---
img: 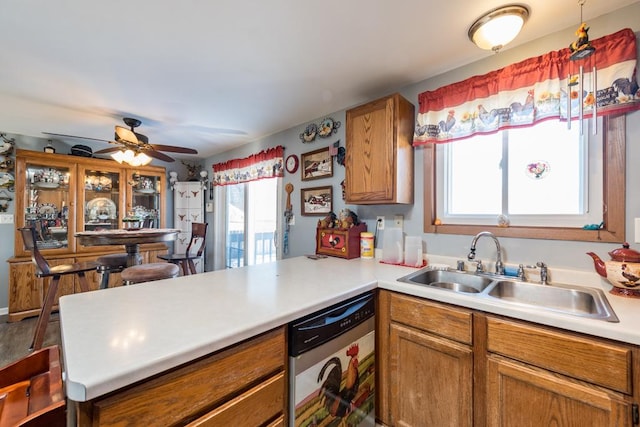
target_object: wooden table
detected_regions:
[74,228,180,267]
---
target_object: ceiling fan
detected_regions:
[42,117,198,162]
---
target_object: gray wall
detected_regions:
[205,3,640,271]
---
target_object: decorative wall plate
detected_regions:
[318,117,340,138]
[300,123,318,142]
[285,154,300,173]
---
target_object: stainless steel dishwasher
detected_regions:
[289,292,375,426]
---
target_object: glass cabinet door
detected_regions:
[126,172,162,228]
[24,163,73,251]
[78,168,122,231]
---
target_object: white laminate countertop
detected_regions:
[60,257,640,401]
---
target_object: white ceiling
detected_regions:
[0,0,638,157]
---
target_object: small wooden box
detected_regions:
[316,223,367,259]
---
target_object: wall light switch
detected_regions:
[393,215,404,229]
[0,214,13,224]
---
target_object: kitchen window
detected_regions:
[423,114,626,243]
[437,120,603,227]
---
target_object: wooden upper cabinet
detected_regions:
[345,93,415,205]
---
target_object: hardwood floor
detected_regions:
[0,313,62,367]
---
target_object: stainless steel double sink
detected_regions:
■ ■ ■ ■
**TASK GOAL**
Copy out all of the records above word for word, but leave the pictures out.

**RESULT OF THIS EXERCISE**
---
img: 
target_object: wooden table
detected_regions:
[74,228,180,267]
---
target_object: ceiling fan
detected_regions:
[42,117,198,162]
---
target_object: gray wall
detected_regions:
[205,3,640,271]
---
target_object: decorative wall plate
detected_regions:
[318,117,340,138]
[300,123,318,142]
[285,154,300,173]
---
target_object: stainless steel dishwasher
detected_regions:
[289,292,375,426]
---
target_object: glass cabinet door
detected_regions:
[126,172,162,228]
[24,163,73,251]
[78,168,122,231]
---
target_object: white laminate countertop
detected_regions:
[60,257,640,401]
---
target_object: white ceiling
detected_regions:
[0,0,638,157]
---
target_object: small wooden box
detected_regions:
[316,223,367,259]
---
target_object: wall light switch
detected_regions:
[393,215,404,229]
[0,214,13,224]
---
target_object: kitchen window
detected_regions:
[423,114,626,243]
[437,120,603,227]
---
target_object: wooden upper cabinet
detected_regions:
[345,93,415,205]
---
target_object: hardwood floor
detected_regions:
[0,313,62,367]
---
target_object: stainless steel double sink
detected_regions:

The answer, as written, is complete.